Entries taken from a collection
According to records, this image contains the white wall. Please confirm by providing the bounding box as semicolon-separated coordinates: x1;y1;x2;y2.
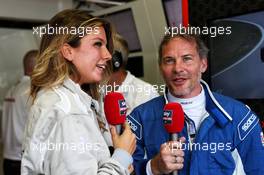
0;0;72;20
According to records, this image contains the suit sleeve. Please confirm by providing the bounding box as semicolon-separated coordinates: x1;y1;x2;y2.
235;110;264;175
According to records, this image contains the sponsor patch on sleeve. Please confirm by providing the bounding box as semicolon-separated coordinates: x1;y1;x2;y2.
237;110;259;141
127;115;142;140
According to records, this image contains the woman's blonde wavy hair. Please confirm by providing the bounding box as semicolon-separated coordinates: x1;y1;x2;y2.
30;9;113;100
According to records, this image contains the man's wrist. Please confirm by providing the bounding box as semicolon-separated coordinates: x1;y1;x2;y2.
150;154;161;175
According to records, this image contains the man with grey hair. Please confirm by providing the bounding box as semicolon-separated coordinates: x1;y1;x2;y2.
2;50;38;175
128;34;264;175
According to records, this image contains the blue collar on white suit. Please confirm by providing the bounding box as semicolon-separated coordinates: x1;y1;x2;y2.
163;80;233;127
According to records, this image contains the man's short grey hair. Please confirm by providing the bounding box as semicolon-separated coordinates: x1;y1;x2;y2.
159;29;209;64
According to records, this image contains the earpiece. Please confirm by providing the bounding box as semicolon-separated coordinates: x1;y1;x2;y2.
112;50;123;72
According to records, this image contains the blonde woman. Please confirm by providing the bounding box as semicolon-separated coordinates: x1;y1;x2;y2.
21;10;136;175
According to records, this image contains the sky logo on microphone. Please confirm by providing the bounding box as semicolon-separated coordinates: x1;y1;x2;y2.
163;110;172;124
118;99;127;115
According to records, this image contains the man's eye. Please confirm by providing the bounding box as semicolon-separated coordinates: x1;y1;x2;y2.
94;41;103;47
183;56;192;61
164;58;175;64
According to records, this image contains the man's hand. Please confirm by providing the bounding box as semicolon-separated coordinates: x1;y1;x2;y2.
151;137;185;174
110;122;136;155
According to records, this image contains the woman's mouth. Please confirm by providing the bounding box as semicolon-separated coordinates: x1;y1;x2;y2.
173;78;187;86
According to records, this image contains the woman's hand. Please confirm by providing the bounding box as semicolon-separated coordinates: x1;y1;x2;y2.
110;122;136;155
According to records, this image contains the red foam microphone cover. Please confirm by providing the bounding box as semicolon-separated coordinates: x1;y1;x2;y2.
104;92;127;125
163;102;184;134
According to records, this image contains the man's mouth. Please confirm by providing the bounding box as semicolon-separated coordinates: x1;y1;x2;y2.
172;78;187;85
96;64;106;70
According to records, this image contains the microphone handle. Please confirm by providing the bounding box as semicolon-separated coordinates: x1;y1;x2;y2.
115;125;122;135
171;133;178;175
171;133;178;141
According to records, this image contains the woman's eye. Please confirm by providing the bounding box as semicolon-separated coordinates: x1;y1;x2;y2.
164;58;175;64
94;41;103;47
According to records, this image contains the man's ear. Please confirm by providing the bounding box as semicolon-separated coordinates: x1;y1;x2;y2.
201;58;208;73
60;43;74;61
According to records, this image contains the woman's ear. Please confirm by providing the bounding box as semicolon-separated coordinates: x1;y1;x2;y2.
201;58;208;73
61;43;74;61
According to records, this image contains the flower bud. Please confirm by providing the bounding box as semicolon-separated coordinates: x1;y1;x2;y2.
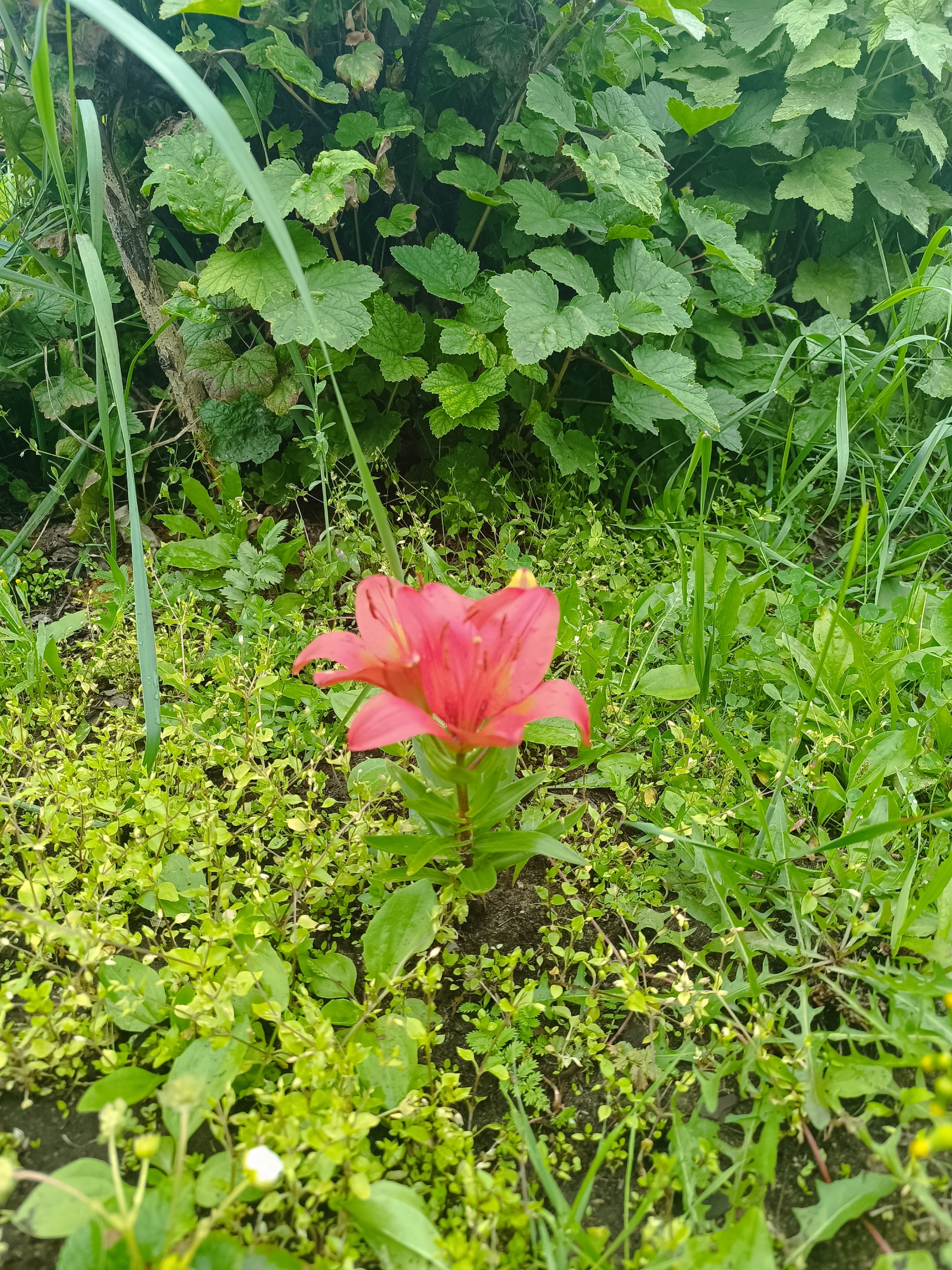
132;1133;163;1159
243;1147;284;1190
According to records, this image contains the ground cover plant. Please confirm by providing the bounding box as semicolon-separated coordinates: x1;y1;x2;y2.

Requirement
Quote the part that opens with the line containing "According to records, this image contains the sponsor" and closes with the line containing "118;99;127;115", both of those lines included.

Result below
According to records, this image contains the sponsor patch on sleeve. Please confirm by providing the bounding box as semicolon-separated coordinates: x1;y1;x2;y2.
237;110;259;141
127;115;142;140
According to records, this image contains the woman's blonde wavy hair. Please confirm by providing the bounding box as semicolon-separated coordinates: x1;y1;x2;y2.
30;9;113;100
According to records, this image contains the man's wrist. Please confirm by providing the bounding box as semicolon-separated coordinates: x1;y1;x2;y2.
150;154;161;175
According to records, this image contains the man with grey hair. Please confirm by providing the bounding box as semicolon-separated coordinates: x1;y1;x2;y2.
2;50;38;175
128;34;264;175
According to records, this image contains the blue collar on white suit. Please confirm by providing the bounding box as semicolon-separated coordinates: x1;y1;x2;y2.
163;80;233;127
According to records, this image contains the man's short grey hair. Please confirm by providing the bounding box as semicolon-separated coordinates: x1;y1;x2;y2.
159;29;209;64
According to records, this image contains the earpiece. Please confirm by providing the bounding box as semicolon-separated coordinates: x1;y1;x2;y2.
112;50;123;72
According to records, this image contains the blonde woman. Please confirm by providing the bounding box as semicolon-separated coordinates: x1;y1;x2;y2.
21;10;136;175
According to records, this image contains the sky logo on microphone. Please confirm by providing the bounding box as semicolon-separated coordinates: x1;y1;x2;y2.
163;110;172;124
118;99;127;115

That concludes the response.